→ TASKS FOR THIS EXERCISE:
1) Rewrite the paragraph beginning "Cornelia was born in Nashik" from the text about Cornelia Sorabji as a short list, keeping its main facts.
2) Resume the text about Cornelia Sorabji from where it stops.

Who was Cornelia Sorabji?
Cornelia Sorabji (1866–1954) was first female advocate in India and first woman to practice law in India and Britain. She was also the first woman graduate from Bombay University and first Indian national to study and graduate at a British (Oxford) university.
Cornelia was born in Nashik to Reverend Sorabji Karsedji and Francina Ford. Her father was a missionary and her mother, who was adopted and raised by a British couple, had helped to establish several girls schools in Pune.
He father was key figure to get the Bombay University convinced about admission of girls. Cornelia became first female graduate of Bombay university and in 1888 asked support from National Indian Association for assistance in completion of her education.
She went to England in 1889 and in 1892 became the first woman to take and pass Bachelor of Civil Laws exam at Somerville College, Oxford.
She returned to India in 1894 and started social and advisory work for women in veil / pardah who were forbid to communicate with outside male world, particularly for their property rights and issues. She was able to clear the LLM examination of Bombay University in 1897 but was not recognized as a barrister because of a law that barred women from practising.

Excerpts from a dataset:
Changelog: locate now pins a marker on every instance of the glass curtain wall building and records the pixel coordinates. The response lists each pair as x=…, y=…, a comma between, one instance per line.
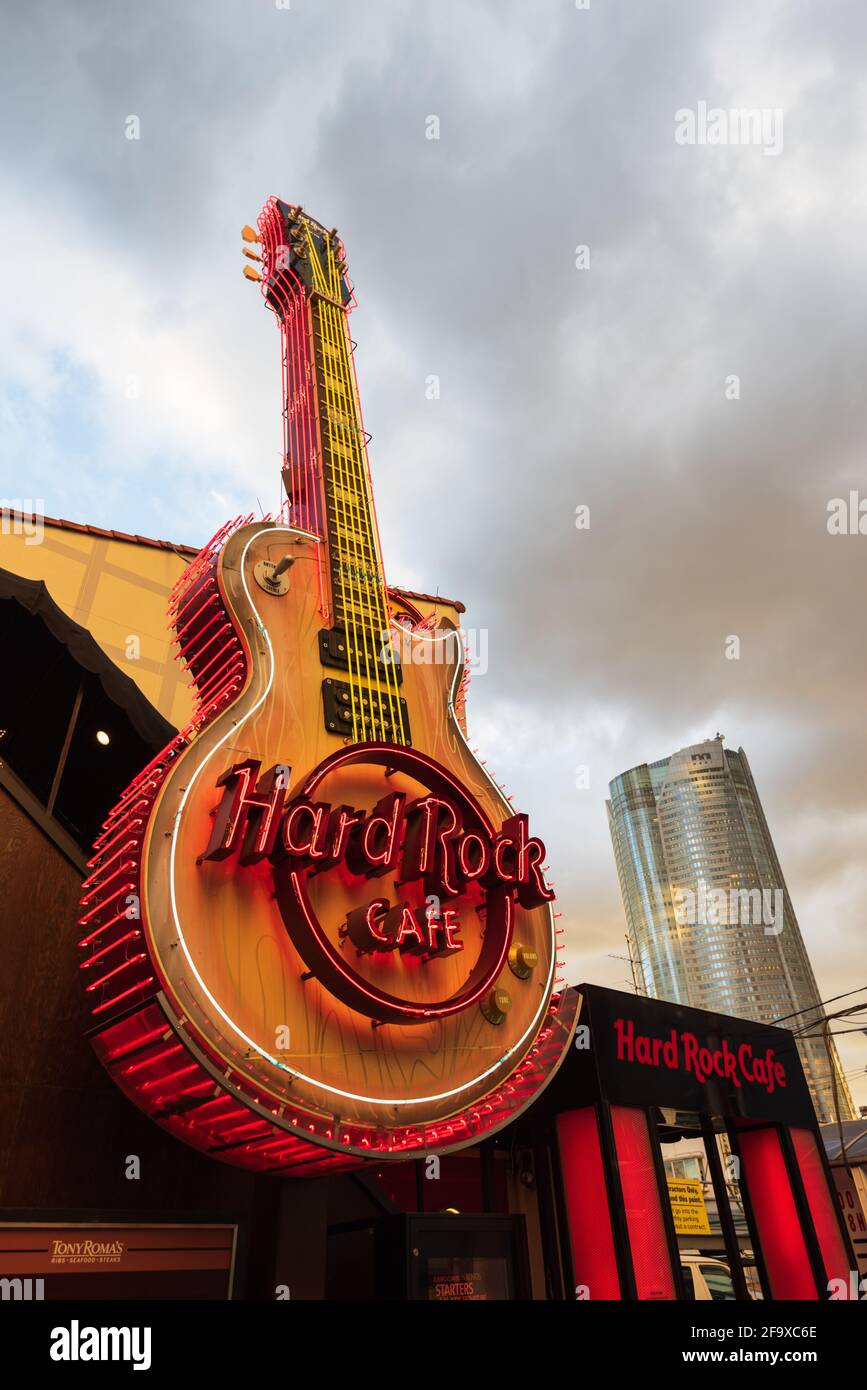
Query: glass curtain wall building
x=709, y=915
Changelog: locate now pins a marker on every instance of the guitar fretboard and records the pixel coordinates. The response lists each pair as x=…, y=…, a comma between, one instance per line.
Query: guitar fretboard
x=325, y=467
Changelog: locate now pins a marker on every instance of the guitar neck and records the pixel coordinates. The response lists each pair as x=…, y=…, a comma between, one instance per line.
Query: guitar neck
x=357, y=581
x=325, y=470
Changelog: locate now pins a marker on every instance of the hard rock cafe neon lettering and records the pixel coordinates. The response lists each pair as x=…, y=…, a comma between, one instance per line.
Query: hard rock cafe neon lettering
x=684, y=1051
x=442, y=840
x=424, y=838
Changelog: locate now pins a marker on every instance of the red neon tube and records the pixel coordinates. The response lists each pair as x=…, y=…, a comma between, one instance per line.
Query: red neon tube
x=587, y=1205
x=775, y=1215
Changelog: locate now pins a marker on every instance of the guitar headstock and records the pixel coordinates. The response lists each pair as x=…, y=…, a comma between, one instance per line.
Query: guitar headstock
x=295, y=248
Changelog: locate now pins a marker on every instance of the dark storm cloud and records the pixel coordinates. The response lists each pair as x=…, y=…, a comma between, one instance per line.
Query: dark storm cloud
x=559, y=387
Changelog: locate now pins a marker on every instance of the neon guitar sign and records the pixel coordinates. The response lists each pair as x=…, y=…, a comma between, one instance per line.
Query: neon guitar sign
x=357, y=952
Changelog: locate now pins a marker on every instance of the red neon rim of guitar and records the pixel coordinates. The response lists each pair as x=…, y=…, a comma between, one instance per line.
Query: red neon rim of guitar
x=324, y=958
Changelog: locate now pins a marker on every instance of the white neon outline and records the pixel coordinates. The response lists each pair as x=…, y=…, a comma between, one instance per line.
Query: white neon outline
x=302, y=1076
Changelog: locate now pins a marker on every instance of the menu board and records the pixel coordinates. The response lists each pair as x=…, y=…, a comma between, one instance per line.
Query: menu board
x=467, y=1279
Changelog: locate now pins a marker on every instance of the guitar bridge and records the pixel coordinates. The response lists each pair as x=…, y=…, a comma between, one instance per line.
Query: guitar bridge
x=364, y=713
x=381, y=660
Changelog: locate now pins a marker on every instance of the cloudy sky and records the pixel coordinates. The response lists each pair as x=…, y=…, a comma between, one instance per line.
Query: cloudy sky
x=607, y=387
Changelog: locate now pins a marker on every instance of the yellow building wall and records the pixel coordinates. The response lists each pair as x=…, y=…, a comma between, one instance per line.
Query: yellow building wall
x=118, y=591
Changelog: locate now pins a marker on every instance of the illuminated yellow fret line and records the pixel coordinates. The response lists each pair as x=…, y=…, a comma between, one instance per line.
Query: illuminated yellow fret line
x=367, y=510
x=350, y=649
x=361, y=476
x=354, y=651
x=327, y=319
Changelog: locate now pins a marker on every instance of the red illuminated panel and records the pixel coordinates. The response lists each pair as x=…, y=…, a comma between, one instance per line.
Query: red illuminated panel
x=642, y=1203
x=782, y=1244
x=587, y=1204
x=823, y=1205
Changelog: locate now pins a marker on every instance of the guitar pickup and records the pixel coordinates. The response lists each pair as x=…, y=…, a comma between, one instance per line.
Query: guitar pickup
x=380, y=716
x=382, y=660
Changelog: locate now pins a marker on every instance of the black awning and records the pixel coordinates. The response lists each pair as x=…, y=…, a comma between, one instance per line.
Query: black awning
x=34, y=595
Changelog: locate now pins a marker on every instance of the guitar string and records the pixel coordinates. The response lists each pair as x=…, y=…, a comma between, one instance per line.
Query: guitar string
x=367, y=509
x=364, y=505
x=366, y=580
x=352, y=535
x=348, y=410
x=320, y=371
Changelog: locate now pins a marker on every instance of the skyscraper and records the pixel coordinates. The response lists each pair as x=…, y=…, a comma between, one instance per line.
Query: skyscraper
x=709, y=915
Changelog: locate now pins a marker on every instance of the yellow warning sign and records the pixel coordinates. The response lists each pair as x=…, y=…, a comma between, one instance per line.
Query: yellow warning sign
x=687, y=1197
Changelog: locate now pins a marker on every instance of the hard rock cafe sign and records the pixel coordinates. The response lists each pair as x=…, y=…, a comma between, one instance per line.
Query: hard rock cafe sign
x=316, y=930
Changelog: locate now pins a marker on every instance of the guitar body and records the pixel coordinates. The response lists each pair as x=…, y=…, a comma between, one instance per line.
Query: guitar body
x=238, y=950
x=316, y=930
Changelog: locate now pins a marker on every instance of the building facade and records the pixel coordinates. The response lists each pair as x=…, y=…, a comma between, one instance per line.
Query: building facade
x=709, y=915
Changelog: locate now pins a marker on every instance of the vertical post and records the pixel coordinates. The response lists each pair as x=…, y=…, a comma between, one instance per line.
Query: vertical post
x=552, y=1219
x=727, y=1223
x=616, y=1203
x=488, y=1178
x=674, y=1250
x=64, y=751
x=748, y=1211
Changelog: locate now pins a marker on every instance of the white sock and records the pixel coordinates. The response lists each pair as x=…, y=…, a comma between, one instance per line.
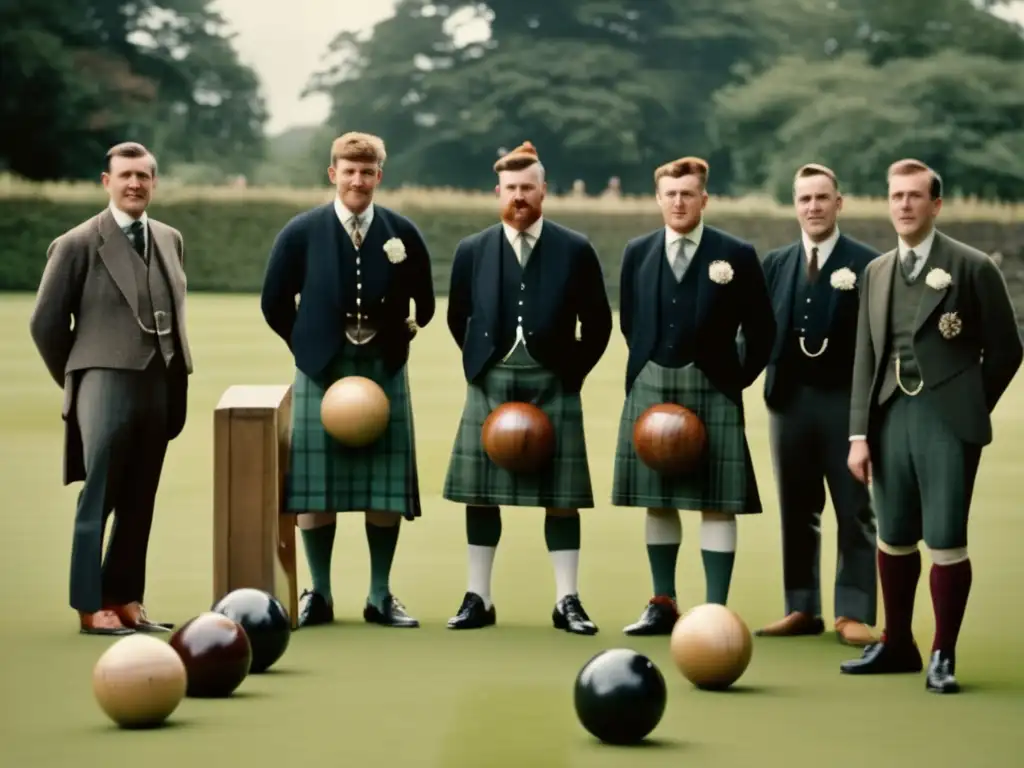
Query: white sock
x=481, y=561
x=718, y=536
x=566, y=562
x=664, y=526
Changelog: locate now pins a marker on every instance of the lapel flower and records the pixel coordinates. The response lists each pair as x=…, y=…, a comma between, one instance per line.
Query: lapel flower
x=395, y=251
x=938, y=279
x=844, y=279
x=720, y=271
x=950, y=325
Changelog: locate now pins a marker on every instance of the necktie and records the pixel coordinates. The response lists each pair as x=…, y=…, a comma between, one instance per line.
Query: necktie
x=137, y=238
x=524, y=249
x=679, y=263
x=812, y=266
x=356, y=232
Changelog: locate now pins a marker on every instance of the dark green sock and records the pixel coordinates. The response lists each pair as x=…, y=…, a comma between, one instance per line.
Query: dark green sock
x=561, y=532
x=483, y=525
x=663, y=559
x=383, y=541
x=718, y=574
x=318, y=544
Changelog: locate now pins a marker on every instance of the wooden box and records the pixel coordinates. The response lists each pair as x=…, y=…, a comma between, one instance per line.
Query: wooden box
x=253, y=542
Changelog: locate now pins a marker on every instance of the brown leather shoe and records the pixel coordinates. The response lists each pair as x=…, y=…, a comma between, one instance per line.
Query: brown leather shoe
x=133, y=614
x=796, y=624
x=853, y=633
x=103, y=622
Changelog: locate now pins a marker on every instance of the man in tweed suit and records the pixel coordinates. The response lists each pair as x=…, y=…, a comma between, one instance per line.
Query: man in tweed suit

→ ANSWERS FOR THIS EXERCISE:
1)
- Born in Nashik
- Parents: Reverend Sorabji Karsedji and Francina Ford
- Father: a missionary
- Mother: adopted and raised by a British couple; helped establish several girls' schools in Pune

2)
In her over two decades long legal career, she helped hundreds of women and orphans.
Cornelia was also actively engaged in social reforms and was associated with several women organizations. For her services to Indian nation, she was also awarded Kaisar-i-Hind Gold Medal in 1909. Despite being an anglophile, she had supported the cause of self government in India and social reforms such as widow remarriage. However, she later turned a staunch opponent of political movements against British in India and condemned Mahatma Gandhi for his Civil Disobedience Movement.